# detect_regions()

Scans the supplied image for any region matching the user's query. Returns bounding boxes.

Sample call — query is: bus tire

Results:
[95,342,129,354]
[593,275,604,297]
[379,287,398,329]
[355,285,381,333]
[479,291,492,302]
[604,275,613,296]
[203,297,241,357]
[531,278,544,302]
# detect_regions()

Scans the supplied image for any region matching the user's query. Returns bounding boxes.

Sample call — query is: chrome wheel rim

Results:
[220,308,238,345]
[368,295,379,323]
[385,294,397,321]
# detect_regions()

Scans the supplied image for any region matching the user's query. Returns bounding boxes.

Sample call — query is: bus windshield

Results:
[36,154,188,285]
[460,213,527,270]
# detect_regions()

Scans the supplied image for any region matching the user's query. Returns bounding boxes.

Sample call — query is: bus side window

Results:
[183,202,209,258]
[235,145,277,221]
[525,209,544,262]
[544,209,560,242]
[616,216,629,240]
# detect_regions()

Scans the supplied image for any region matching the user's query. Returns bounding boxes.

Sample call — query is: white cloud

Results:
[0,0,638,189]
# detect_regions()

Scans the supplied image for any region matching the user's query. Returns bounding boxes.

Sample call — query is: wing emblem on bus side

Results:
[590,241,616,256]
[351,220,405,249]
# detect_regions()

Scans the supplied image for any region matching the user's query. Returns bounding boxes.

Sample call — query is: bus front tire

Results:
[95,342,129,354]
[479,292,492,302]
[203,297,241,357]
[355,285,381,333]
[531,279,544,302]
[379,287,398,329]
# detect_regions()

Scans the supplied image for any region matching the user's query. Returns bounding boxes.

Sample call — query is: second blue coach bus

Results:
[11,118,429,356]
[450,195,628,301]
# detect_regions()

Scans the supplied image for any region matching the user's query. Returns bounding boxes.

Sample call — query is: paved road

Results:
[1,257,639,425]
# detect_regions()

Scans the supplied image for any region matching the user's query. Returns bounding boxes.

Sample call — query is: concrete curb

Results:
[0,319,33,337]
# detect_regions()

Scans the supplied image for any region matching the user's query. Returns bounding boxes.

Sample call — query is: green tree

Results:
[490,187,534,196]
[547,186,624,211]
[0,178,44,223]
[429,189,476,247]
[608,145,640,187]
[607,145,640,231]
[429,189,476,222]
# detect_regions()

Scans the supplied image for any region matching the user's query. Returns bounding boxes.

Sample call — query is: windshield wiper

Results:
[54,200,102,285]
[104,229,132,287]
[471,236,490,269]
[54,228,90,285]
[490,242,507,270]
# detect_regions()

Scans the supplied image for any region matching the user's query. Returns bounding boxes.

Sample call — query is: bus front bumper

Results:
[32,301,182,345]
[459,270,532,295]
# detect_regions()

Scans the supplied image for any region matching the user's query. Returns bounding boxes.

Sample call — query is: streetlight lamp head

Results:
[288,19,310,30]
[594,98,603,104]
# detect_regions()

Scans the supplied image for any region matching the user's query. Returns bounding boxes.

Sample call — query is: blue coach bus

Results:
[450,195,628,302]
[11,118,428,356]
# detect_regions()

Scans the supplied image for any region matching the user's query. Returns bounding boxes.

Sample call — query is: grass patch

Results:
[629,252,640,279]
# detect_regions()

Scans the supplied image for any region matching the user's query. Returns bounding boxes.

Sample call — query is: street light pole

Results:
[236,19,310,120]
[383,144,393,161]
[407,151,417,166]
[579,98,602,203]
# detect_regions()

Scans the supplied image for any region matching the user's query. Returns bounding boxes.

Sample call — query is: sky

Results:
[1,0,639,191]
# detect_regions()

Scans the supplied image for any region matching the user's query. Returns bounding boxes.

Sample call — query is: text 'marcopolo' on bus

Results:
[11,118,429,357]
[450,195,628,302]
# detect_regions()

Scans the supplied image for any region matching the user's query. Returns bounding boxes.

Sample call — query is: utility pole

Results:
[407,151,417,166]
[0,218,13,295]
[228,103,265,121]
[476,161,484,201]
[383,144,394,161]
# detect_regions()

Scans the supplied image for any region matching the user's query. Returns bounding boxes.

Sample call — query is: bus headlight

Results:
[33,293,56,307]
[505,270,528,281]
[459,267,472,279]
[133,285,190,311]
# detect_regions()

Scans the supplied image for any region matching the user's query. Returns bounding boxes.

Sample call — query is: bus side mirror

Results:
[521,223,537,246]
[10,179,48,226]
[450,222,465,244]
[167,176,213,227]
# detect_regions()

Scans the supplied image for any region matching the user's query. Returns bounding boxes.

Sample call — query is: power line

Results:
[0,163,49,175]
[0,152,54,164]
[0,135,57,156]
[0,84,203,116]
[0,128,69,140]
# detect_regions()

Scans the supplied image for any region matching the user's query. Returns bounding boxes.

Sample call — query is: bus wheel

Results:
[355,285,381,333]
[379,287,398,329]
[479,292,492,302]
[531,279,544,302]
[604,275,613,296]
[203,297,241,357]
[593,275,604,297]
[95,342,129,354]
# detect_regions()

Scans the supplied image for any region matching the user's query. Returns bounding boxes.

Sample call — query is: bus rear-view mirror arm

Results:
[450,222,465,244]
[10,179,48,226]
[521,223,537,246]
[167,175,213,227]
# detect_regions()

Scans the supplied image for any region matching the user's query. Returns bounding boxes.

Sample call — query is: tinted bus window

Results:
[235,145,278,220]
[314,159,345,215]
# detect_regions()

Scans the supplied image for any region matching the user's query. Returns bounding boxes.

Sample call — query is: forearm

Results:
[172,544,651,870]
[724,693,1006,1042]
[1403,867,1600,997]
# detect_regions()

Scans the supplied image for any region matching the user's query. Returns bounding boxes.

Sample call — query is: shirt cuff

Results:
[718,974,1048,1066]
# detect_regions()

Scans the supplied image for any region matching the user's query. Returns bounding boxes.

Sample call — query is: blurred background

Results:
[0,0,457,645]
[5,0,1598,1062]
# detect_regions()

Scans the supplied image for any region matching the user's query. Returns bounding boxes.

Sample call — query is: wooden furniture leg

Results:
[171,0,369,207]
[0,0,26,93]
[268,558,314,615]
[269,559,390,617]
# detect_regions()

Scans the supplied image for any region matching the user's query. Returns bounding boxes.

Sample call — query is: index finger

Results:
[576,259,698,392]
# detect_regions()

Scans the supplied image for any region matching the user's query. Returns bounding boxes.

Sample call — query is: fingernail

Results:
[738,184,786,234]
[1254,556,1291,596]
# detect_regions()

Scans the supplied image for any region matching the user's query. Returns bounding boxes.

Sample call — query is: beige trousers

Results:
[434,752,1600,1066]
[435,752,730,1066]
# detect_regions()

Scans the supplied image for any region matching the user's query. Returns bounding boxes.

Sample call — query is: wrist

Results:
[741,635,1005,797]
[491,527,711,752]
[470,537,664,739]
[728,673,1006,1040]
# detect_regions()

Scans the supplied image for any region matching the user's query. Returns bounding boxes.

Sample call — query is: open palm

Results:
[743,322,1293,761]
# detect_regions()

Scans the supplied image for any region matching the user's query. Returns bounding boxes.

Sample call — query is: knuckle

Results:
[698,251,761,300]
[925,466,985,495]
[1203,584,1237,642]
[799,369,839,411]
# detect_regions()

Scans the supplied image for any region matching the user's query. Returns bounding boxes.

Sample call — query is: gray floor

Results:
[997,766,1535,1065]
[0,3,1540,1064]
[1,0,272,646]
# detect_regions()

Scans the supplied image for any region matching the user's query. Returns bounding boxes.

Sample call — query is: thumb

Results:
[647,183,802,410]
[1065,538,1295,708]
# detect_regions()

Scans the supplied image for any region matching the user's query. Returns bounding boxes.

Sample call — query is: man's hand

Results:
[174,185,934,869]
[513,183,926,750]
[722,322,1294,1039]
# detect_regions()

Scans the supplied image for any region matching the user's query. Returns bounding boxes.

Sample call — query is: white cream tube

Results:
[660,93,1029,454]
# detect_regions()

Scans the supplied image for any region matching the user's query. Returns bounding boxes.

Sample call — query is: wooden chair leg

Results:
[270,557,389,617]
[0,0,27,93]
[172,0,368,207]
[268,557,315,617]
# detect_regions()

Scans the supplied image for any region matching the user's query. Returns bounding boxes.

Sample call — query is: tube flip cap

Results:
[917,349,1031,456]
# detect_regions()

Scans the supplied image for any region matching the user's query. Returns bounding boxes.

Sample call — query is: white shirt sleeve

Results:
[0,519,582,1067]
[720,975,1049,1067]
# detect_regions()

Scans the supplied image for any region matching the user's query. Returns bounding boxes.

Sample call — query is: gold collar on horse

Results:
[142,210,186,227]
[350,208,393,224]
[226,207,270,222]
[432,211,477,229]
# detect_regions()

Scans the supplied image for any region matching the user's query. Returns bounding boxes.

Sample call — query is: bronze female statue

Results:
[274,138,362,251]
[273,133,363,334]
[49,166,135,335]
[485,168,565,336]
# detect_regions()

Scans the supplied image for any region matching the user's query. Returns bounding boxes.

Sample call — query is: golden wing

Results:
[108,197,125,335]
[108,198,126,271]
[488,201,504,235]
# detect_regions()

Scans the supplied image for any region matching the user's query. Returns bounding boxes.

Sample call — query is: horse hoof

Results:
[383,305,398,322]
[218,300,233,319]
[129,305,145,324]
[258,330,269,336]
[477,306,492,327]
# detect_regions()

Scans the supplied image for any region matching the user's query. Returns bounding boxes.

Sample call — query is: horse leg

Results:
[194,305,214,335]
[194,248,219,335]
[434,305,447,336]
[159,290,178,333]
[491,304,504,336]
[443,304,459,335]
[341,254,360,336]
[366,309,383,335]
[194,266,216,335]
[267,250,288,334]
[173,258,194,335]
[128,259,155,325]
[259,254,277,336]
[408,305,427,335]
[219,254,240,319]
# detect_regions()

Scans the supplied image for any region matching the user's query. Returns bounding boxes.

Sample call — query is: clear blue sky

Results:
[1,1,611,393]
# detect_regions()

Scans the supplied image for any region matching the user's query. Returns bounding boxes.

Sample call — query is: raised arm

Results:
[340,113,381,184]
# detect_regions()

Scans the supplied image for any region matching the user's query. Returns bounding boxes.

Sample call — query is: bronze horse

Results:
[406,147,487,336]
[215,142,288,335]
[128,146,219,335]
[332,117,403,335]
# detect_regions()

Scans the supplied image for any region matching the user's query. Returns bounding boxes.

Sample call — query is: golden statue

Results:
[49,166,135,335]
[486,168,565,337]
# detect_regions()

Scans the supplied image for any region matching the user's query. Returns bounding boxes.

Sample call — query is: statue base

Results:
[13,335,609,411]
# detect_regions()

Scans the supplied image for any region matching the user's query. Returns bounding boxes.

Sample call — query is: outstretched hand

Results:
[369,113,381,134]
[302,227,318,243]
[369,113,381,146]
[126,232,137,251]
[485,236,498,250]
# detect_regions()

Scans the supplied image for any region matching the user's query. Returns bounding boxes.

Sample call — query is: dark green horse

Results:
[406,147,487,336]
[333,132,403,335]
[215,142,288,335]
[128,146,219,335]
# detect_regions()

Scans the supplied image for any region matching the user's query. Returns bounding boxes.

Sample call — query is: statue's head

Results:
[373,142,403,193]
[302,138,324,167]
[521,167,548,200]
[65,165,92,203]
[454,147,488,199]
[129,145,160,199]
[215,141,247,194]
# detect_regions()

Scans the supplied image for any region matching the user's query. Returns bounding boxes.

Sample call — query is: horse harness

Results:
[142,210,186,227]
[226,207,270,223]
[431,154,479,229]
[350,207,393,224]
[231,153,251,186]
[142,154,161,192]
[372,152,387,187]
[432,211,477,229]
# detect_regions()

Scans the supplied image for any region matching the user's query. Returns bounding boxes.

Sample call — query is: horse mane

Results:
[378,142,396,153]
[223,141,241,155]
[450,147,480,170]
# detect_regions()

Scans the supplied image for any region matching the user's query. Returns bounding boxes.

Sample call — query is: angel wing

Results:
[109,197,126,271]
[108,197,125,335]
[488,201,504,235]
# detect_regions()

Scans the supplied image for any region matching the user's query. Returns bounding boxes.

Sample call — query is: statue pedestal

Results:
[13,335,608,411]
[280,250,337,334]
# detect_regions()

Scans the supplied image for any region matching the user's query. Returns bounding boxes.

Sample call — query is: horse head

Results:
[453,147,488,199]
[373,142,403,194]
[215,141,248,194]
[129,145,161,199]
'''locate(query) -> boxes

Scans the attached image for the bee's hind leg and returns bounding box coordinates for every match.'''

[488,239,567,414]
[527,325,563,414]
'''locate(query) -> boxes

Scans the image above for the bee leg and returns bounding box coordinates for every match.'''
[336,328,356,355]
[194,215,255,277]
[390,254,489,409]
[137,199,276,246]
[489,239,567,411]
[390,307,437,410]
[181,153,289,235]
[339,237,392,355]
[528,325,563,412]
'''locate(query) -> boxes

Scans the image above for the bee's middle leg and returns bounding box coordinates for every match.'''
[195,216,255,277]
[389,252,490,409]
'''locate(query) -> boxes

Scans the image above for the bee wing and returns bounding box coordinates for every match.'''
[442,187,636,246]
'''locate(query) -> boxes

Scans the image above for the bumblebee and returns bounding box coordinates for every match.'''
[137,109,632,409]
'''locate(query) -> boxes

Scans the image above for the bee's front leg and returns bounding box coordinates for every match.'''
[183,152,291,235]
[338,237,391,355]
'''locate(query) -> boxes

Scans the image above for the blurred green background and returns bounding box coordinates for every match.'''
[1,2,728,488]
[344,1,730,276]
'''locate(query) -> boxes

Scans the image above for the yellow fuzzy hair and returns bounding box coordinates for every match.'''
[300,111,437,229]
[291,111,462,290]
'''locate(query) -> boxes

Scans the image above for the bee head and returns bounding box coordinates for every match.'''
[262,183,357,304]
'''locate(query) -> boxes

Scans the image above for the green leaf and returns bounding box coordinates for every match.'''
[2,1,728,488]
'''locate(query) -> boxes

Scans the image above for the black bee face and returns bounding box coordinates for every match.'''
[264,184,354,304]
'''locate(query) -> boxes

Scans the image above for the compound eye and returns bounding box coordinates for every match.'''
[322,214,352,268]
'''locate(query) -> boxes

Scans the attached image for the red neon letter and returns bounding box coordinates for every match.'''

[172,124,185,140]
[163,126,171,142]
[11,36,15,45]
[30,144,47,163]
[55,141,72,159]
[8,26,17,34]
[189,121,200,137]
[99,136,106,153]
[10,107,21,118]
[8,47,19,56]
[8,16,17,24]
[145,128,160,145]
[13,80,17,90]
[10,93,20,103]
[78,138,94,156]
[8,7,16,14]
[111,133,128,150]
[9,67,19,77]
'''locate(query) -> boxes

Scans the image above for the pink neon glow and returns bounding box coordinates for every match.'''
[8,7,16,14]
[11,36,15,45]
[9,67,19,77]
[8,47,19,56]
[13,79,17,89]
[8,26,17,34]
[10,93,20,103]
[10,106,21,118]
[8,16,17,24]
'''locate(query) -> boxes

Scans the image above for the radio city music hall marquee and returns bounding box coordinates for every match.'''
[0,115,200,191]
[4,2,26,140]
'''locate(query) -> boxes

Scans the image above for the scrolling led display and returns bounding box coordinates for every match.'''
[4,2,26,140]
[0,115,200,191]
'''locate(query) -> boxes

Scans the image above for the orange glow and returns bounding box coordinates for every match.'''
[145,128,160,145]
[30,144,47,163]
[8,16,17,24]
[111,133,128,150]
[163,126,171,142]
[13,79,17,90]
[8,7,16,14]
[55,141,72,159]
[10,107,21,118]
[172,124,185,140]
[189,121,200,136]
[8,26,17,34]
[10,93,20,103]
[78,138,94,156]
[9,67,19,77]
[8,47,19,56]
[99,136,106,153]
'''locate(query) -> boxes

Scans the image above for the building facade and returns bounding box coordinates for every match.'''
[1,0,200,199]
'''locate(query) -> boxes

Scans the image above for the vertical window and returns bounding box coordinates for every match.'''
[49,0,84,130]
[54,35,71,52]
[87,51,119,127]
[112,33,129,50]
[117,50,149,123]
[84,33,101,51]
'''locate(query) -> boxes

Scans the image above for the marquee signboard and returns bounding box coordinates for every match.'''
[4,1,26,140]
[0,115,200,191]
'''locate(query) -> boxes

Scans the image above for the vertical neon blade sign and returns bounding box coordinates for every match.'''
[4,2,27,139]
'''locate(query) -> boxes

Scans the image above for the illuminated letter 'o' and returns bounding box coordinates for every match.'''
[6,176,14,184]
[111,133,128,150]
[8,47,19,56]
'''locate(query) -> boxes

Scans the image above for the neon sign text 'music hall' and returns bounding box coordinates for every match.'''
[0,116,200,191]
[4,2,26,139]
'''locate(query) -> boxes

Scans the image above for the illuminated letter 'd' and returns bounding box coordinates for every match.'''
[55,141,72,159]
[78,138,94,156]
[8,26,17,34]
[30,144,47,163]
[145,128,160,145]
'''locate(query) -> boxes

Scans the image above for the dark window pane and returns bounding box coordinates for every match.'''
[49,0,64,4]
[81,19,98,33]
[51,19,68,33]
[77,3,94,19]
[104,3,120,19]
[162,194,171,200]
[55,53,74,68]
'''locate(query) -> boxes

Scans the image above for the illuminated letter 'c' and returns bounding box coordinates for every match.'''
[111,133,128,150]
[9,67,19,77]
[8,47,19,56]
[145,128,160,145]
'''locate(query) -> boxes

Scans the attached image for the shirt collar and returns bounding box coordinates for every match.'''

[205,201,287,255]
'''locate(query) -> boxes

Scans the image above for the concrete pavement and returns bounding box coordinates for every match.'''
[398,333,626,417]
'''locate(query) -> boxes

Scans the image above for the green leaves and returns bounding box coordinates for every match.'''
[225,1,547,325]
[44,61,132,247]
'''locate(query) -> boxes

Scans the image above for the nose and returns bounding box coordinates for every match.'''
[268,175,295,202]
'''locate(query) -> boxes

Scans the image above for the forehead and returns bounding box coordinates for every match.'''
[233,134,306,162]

::::

TASK OBJECTIVE —
The word "wheel" occurs on some lines of the entries. Work out how many such lines there are and reply with the number alone.

EXERCISE RESULT —
2